[BEGIN Listed records]

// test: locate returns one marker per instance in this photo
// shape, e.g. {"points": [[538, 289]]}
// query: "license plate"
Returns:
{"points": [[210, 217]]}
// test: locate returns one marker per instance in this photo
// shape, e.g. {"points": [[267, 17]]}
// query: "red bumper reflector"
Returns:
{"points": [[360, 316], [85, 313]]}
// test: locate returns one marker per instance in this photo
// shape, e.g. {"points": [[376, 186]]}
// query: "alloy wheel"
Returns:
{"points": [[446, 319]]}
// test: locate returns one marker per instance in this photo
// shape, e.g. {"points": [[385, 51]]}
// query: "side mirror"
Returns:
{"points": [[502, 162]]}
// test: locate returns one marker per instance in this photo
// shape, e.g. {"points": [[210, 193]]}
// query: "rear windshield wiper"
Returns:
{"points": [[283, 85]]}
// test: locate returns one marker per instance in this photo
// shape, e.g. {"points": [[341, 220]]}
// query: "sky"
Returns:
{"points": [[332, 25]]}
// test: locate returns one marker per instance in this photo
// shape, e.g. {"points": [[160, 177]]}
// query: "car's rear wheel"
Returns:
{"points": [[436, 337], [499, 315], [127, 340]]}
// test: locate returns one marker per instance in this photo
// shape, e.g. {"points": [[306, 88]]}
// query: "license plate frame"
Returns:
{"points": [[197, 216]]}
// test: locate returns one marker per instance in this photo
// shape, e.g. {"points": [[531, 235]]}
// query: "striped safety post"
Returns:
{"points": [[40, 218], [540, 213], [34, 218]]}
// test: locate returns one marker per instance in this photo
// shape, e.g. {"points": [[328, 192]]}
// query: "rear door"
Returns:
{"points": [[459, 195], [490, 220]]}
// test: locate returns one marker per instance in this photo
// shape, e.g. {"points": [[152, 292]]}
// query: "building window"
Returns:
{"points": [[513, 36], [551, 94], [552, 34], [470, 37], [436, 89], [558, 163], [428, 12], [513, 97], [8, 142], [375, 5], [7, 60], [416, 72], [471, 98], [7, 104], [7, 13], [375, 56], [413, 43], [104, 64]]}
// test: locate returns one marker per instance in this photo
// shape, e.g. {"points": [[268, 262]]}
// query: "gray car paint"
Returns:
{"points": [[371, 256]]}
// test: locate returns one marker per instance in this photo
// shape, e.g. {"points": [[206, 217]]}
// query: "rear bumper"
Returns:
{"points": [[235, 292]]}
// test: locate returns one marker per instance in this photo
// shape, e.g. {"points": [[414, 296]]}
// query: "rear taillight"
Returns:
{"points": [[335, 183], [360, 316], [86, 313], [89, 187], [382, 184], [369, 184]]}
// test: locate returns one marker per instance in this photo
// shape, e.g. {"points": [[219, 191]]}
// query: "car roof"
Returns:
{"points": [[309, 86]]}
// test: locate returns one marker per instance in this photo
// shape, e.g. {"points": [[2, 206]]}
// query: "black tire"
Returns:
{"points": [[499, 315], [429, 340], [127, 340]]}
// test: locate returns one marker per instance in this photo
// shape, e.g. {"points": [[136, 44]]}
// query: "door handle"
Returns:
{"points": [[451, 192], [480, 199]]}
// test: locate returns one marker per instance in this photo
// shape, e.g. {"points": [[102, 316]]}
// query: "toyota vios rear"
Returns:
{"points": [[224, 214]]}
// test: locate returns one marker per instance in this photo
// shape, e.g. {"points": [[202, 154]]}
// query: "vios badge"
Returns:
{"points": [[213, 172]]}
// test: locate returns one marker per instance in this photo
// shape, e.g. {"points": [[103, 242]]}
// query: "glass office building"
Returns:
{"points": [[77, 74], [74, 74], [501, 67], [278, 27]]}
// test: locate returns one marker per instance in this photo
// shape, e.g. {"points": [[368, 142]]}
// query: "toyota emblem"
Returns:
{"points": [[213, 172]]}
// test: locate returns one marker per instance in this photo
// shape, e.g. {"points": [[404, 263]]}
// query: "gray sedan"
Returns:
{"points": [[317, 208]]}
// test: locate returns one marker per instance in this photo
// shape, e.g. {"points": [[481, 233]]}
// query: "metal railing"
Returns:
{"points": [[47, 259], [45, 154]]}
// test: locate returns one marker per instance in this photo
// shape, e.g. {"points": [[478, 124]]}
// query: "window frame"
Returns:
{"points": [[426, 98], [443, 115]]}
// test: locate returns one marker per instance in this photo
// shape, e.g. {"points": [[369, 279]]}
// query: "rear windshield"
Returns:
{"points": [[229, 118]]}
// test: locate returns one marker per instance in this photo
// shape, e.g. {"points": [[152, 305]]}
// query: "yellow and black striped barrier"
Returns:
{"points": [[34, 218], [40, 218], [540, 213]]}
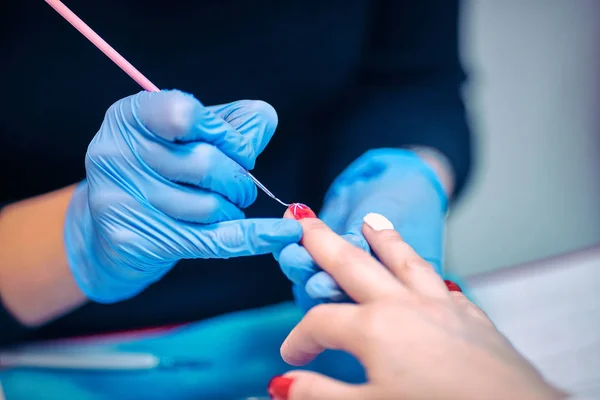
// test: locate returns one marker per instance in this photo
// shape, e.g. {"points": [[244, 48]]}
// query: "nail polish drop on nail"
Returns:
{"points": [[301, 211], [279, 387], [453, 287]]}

[END Listed records]
[BEGIN Listed records]

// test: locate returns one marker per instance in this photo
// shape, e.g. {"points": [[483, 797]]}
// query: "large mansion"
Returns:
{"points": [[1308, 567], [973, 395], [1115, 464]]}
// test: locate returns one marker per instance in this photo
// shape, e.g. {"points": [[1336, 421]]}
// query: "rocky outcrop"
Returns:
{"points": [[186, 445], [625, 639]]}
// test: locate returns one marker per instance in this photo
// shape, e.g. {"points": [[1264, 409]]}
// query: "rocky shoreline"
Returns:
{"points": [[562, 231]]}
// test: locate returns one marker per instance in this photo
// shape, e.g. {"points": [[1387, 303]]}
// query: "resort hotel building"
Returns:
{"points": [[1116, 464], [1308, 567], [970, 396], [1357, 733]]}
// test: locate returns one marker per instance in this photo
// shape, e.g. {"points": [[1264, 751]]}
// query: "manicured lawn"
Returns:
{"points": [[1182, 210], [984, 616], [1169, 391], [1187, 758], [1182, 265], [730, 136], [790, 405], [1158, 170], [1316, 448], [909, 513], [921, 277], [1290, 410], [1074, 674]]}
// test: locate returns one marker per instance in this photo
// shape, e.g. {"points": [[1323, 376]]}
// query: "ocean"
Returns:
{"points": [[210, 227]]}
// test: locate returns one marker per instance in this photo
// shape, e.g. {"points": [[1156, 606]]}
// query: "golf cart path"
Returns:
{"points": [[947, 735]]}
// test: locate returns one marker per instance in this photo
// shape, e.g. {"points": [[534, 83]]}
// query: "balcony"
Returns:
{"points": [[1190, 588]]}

[END Listed records]
[BEGIN Listed records]

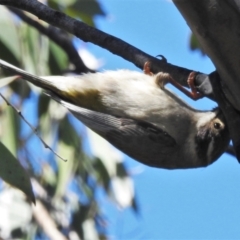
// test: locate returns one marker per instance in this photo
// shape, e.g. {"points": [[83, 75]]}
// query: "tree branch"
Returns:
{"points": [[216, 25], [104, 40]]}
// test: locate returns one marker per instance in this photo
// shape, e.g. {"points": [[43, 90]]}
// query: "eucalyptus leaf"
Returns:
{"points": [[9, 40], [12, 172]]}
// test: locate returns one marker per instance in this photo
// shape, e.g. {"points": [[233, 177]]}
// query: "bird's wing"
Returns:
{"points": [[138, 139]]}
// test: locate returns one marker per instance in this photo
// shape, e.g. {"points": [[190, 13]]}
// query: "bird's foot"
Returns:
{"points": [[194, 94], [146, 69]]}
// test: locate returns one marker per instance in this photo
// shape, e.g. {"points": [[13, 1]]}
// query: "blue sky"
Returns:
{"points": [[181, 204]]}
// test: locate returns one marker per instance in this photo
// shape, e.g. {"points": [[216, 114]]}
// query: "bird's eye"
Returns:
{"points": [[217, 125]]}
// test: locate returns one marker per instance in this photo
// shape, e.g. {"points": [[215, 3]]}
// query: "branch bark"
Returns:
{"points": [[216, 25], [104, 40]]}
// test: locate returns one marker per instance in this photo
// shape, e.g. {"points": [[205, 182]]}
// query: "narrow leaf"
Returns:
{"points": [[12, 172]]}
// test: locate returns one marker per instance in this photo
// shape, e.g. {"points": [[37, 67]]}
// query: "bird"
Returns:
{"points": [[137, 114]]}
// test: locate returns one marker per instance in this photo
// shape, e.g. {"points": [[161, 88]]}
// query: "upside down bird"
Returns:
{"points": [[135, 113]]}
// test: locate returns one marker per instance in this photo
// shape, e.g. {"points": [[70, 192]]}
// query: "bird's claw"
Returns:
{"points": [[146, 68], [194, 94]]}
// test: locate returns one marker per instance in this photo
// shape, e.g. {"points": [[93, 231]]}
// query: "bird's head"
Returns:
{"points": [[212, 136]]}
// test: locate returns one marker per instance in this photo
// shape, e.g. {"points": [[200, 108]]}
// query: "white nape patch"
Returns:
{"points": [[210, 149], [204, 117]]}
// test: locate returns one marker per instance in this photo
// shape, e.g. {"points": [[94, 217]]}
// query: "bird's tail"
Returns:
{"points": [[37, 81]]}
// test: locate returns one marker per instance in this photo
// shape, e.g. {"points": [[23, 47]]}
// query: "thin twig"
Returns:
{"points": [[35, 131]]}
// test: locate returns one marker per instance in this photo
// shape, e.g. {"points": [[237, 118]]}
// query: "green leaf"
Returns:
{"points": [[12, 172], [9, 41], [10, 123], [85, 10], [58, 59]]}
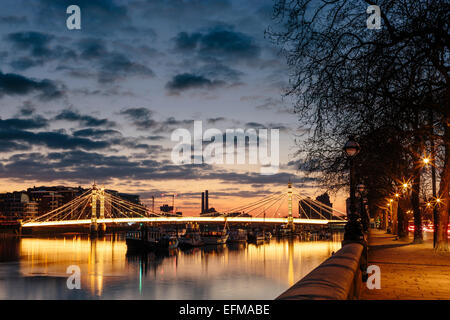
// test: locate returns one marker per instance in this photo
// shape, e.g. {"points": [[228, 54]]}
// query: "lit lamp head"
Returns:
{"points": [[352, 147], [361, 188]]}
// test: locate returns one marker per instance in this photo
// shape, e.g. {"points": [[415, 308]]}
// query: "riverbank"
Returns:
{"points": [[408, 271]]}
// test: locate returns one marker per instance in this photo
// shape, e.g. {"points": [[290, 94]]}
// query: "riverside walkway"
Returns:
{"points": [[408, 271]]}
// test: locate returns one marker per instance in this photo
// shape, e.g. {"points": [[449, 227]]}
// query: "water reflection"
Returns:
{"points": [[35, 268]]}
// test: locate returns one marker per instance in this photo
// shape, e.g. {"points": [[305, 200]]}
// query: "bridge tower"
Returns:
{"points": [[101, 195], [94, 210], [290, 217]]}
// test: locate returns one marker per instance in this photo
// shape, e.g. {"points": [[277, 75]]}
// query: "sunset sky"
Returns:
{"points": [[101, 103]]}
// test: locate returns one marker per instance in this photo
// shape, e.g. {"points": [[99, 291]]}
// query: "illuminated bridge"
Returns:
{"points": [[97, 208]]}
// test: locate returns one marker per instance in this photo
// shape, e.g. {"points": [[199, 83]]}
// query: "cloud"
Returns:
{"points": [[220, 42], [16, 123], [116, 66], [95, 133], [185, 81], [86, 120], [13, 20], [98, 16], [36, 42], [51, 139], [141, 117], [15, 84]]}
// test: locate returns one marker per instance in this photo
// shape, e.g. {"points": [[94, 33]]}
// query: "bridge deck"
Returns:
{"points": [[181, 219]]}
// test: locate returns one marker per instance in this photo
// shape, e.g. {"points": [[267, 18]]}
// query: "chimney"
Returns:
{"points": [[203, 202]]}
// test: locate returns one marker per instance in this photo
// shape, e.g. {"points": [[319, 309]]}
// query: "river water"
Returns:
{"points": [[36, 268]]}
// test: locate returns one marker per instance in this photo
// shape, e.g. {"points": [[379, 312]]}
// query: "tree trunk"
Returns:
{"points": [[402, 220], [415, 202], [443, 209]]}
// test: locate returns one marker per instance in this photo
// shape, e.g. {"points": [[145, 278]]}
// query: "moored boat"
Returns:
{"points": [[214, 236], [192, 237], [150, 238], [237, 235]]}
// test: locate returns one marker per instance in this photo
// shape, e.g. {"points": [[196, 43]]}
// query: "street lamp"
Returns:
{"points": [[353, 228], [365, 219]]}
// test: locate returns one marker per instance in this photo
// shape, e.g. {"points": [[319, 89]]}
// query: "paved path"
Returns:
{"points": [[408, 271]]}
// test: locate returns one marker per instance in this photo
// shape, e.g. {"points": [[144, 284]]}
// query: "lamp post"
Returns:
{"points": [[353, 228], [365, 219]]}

[END Listed records]

Directive: Which of the lines above contain the word "wheel"? Report each of them in full.

Task response:
// query: "alloy wheel"
// query: "car's rear wheel"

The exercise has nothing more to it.